» What you have to do
Put every one of the records below into a Markdown table with two columns, Row for the row number and Text for the line itself. Skip any blank lines.

» Entries supplied
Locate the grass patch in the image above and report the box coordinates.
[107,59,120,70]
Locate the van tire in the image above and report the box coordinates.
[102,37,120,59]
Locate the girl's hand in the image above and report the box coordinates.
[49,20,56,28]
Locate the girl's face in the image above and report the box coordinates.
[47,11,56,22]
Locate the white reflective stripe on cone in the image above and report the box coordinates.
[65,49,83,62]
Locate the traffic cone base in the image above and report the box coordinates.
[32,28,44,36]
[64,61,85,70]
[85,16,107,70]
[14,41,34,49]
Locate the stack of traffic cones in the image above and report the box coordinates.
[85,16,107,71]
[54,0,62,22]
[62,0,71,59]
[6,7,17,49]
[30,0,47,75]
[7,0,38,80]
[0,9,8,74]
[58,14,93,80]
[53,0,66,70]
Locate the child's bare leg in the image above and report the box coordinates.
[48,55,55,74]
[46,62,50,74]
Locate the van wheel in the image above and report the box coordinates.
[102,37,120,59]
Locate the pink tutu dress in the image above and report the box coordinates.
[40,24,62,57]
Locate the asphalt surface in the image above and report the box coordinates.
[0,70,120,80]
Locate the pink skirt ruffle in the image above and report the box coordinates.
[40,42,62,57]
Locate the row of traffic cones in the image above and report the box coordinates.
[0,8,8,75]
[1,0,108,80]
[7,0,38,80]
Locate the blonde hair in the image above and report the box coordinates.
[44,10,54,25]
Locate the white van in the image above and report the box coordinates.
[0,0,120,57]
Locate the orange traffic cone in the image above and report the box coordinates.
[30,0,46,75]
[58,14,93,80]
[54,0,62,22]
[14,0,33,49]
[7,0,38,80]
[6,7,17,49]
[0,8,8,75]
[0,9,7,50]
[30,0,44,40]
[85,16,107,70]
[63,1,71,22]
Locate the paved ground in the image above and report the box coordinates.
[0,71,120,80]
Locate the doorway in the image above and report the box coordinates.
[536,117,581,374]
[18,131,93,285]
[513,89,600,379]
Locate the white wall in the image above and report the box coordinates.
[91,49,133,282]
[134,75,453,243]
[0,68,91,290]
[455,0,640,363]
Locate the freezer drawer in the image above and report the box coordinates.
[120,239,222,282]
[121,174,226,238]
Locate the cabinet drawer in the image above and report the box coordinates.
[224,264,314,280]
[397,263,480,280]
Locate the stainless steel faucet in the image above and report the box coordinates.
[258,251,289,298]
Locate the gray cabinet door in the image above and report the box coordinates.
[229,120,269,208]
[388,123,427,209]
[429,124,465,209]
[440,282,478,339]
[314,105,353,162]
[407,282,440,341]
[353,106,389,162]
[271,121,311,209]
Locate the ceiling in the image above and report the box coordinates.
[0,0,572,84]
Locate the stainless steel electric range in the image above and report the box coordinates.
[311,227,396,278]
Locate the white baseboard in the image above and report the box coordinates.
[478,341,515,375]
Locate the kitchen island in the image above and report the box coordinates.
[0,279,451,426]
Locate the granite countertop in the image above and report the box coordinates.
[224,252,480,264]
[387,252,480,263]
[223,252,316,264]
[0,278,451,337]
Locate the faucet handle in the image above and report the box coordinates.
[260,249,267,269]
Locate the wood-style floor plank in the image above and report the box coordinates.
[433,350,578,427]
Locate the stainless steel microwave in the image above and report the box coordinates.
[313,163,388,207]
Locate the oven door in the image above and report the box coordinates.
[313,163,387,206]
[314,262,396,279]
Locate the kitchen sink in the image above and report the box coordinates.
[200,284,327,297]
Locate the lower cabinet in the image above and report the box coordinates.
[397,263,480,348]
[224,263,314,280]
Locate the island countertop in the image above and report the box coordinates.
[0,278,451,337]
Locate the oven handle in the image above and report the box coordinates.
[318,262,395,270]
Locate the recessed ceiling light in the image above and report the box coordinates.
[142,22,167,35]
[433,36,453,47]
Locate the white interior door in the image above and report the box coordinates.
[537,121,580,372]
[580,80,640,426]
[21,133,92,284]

» Exercise output
| Row | Text |
|---|---|
| 1 | Locate the grass patch in the image above and report the box coordinates. |
| 2 | [107,59,120,70] |
| 3 | Locate the van tire in the image above and report the box coordinates. |
| 4 | [102,37,120,59] |
| 5 | Locate the girl's hand in the image above and report the box coordinates. |
| 6 | [49,20,56,28] |
| 7 | Locate the girl's face in the image above and report the box coordinates. |
| 8 | [47,11,56,22] |
| 9 | Locate the white reflective stripe on cone in the image above and report the box coordinates. |
| 10 | [65,49,83,62] |
| 11 | Locate the traffic cone base in the image above and report the box coordinates. |
| 12 | [32,28,44,36] |
| 13 | [64,61,85,70] |
| 14 | [85,16,107,70] |
| 15 | [14,41,34,49] |
| 16 | Locate the stack of traffic cones in the image above and report the box coordinates. |
| 17 | [85,16,107,71] |
| 18 | [54,0,62,22] |
| 19 | [62,0,71,59] |
| 20 | [6,7,17,49] |
| 21 | [30,0,47,75] |
| 22 | [7,0,38,80] |
| 23 | [0,9,8,74] |
| 24 | [58,14,93,80] |
| 25 | [53,0,66,70] |
| 26 | Locate the child's bare leg in the image above and report the box coordinates. |
| 27 | [48,55,55,74] |
| 28 | [46,62,50,74] |
| 29 | Locate the van wheel in the image above and report the box coordinates. |
| 30 | [102,37,120,59] |
| 31 | Locate the pink tutu dress in the image above and report the box coordinates. |
| 32 | [40,24,62,57] |
| 33 | Locate the asphalt surface in the image above and report the box coordinates. |
| 34 | [0,70,120,80] |
| 35 | Locate the pink skirt ruffle in the image above and report the box coordinates. |
| 36 | [40,42,62,57] |
| 37 | Locate the row of traffic cones in the image above and report the box coordinates. |
| 38 | [0,8,8,75] |
| 39 | [1,0,108,80] |
| 40 | [7,0,38,80] |
| 41 | Locate the blonde hair in the image above and report the box coordinates. |
| 42 | [44,10,54,25] |
| 43 | Locate the white van in the image above and report the box coordinates. |
| 44 | [0,0,120,57] |
| 45 | Locate the orange traffic cone in the image above and report the box coordinates. |
| 46 | [30,0,46,75] |
| 47 | [58,14,93,80] |
| 48 | [54,0,62,22] |
| 49 | [14,0,33,49] |
| 50 | [7,0,38,80] |
| 51 | [6,7,17,49] |
| 52 | [0,8,8,75] |
| 53 | [0,9,7,50] |
| 54 | [30,0,44,40] |
| 55 | [85,16,107,70] |
| 56 | [63,1,71,22] |
| 57 | Locate the paved ground in the image above and report the box coordinates. |
| 58 | [0,71,120,80] |
| 59 | Locate the doorway in the image above and report the box coordinates. |
| 60 | [536,117,581,374] |
| 61 | [18,131,93,285] |
| 62 | [513,89,600,379] |
| 63 | Locate the white wall in the image above and report the box coordinates. |
| 64 | [91,49,133,282] |
| 65 | [134,75,453,243] |
| 66 | [0,68,91,290] |
| 67 | [455,0,640,363] |
| 68 | Locate the freezer drawer in the image above and report the box coordinates. |
| 69 | [120,239,222,282] |
| 70 | [121,174,226,238] |
| 71 | Locate the cabinet drawer in the image above and report the box coordinates. |
| 72 | [224,264,314,280] |
| 73 | [397,263,480,280] |
| 74 | Locate the stainless steel faucet in the image above and report the box coordinates. |
| 75 | [258,251,289,298] |
| 76 | Locate the gray cabinet door in the image above and report the box coordinates. |
| 77 | [229,120,269,208] |
| 78 | [388,123,427,209] |
| 79 | [429,124,465,209] |
| 80 | [440,282,478,339] |
| 81 | [314,105,353,162] |
| 82 | [407,282,440,341] |
| 83 | [353,106,389,162] |
| 84 | [271,121,311,209] |
| 85 | Locate the ceiling in the image above and report the box coordinates. |
| 86 | [0,0,572,84] |
| 87 | Locate the stainless steel electric range in the image above and report the box coordinates. |
| 88 | [311,227,396,278] |
| 89 | Locate the white baseboard in the image above and report the box coordinates. |
| 90 | [478,341,515,375] |
| 91 | Locate the kitchen island in the image above and report the box coordinates. |
| 92 | [0,279,451,426] |
| 93 | Locate the granite countertop in the image above and report the box coordinates. |
| 94 | [224,252,480,264] |
| 95 | [387,252,480,263] |
| 96 | [223,252,316,264] |
| 97 | [0,278,451,337] |
| 98 | Locate the faucet handle in the image above and report the box coordinates. |
| 99 | [260,249,267,269] |
| 100 | Locate the wood-style floor plank in the image above and report the box coordinates. |
| 101 | [433,350,578,427] |
| 102 | Locate the stainless steel microwave in the image above and report the box coordinates. |
| 103 | [313,163,388,207] |
| 104 | Locate the oven door in the image above and report the box coordinates. |
| 105 | [313,163,387,206] |
| 106 | [314,262,396,279] |
| 107 | Locate the kitchen sink in the image above and report the box coordinates. |
| 108 | [200,284,327,297] |
| 109 | Locate the lower cabinet in the image above and report the box coordinates. |
| 110 | [397,263,480,348] |
| 111 | [224,263,314,280] |
| 112 | Locate the island countertop in the image above and report the box coordinates. |
| 113 | [0,278,451,337] |
| 114 | Locate the oven handle in the image above and report the box coordinates. |
| 115 | [318,262,395,270] |
| 116 | Locate the recessed ceiling light in the image above and report the box coordinates. |
| 117 | [142,22,167,35] |
| 118 | [433,36,453,47] |
| 119 | Locate the white interior door in the image above and report the box coordinates. |
| 120 | [537,121,580,372] |
| 121 | [580,80,640,426] |
| 122 | [21,133,92,284] |